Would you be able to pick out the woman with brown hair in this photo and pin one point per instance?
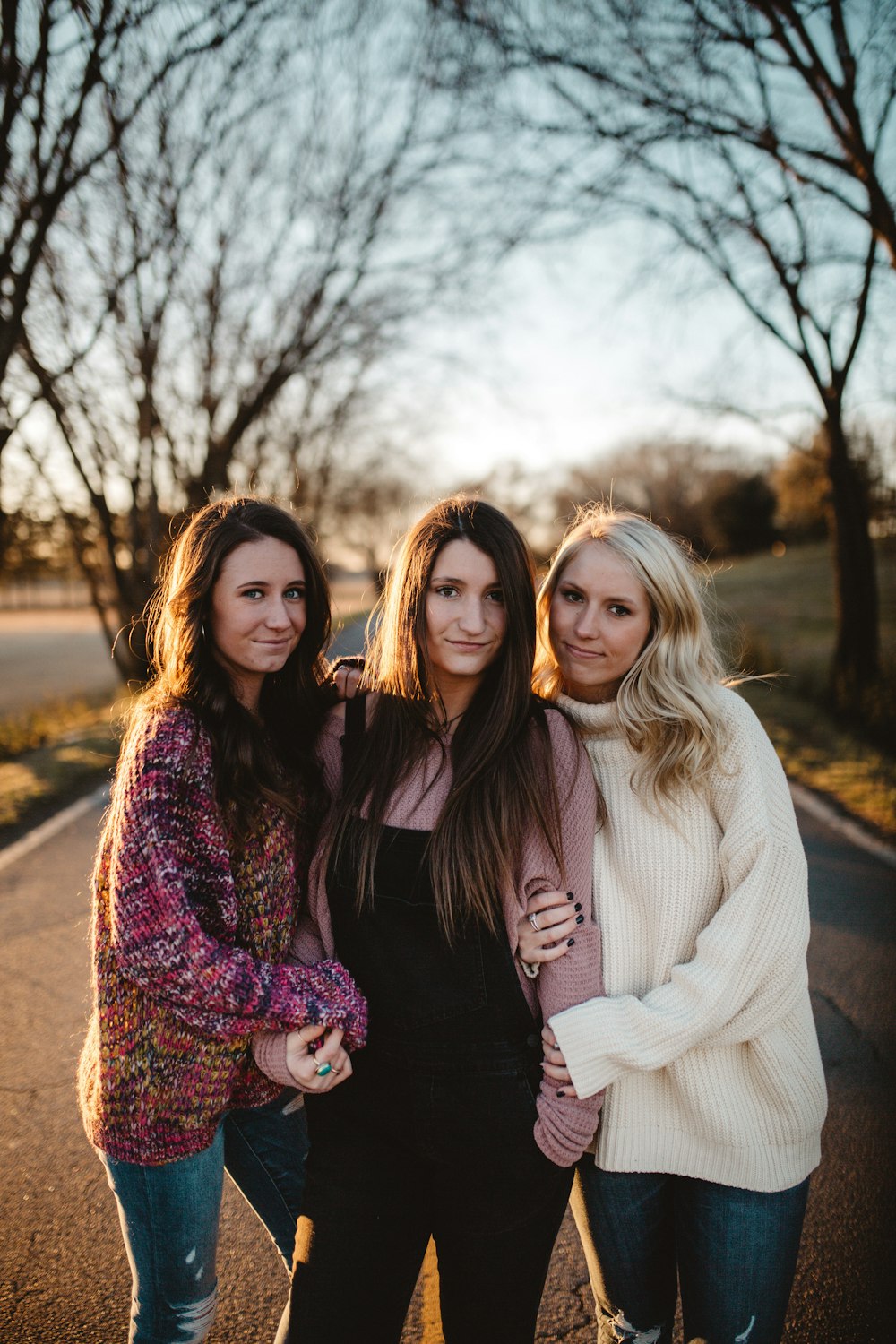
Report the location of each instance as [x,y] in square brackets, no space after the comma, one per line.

######

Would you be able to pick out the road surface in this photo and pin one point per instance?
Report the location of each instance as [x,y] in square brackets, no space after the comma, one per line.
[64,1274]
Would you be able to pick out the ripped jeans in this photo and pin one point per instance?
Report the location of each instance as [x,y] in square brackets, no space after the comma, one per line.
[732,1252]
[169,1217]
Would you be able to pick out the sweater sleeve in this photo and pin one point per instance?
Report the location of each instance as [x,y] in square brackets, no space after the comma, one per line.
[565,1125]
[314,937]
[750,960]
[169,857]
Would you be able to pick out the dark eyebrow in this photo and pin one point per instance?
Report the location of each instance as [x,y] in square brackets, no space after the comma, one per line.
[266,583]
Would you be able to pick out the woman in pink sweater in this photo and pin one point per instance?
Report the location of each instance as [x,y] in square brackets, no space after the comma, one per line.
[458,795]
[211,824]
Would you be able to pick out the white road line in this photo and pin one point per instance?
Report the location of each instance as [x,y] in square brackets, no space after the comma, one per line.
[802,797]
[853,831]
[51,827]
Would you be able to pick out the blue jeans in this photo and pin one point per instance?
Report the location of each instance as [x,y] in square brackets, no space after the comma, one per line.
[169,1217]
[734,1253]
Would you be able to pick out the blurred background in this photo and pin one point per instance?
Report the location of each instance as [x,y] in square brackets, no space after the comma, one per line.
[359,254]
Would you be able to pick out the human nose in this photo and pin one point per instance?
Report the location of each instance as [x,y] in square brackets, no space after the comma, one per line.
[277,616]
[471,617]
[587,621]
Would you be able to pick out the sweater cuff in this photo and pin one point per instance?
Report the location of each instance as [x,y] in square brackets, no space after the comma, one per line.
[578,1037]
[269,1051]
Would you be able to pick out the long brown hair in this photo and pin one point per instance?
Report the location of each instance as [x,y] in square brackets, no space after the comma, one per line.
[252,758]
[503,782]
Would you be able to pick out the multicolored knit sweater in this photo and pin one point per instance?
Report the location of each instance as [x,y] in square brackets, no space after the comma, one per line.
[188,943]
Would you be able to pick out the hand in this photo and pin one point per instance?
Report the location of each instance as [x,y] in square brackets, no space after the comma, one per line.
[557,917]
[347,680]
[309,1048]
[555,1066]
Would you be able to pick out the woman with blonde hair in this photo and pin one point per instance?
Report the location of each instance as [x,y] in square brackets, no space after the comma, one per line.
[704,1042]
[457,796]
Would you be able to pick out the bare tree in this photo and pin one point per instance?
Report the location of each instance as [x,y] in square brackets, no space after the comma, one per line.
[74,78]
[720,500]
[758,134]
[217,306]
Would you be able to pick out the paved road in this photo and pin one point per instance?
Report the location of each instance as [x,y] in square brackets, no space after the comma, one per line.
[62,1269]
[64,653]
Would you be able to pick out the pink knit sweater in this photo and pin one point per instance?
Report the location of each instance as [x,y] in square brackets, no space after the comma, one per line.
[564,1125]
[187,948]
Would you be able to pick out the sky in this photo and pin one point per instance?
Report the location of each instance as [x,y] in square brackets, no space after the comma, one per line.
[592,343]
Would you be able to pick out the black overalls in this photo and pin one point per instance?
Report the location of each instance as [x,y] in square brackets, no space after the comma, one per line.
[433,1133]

######

Return each line above that contains the word "road", copied in full.

Would you be able to pick out the road surface in this photo and pin one point per instance?
Would you be able to pick out the white road line in this photo and pin one point per instance?
Would you be able to pick out the paved road in this photo and pin one point per instance?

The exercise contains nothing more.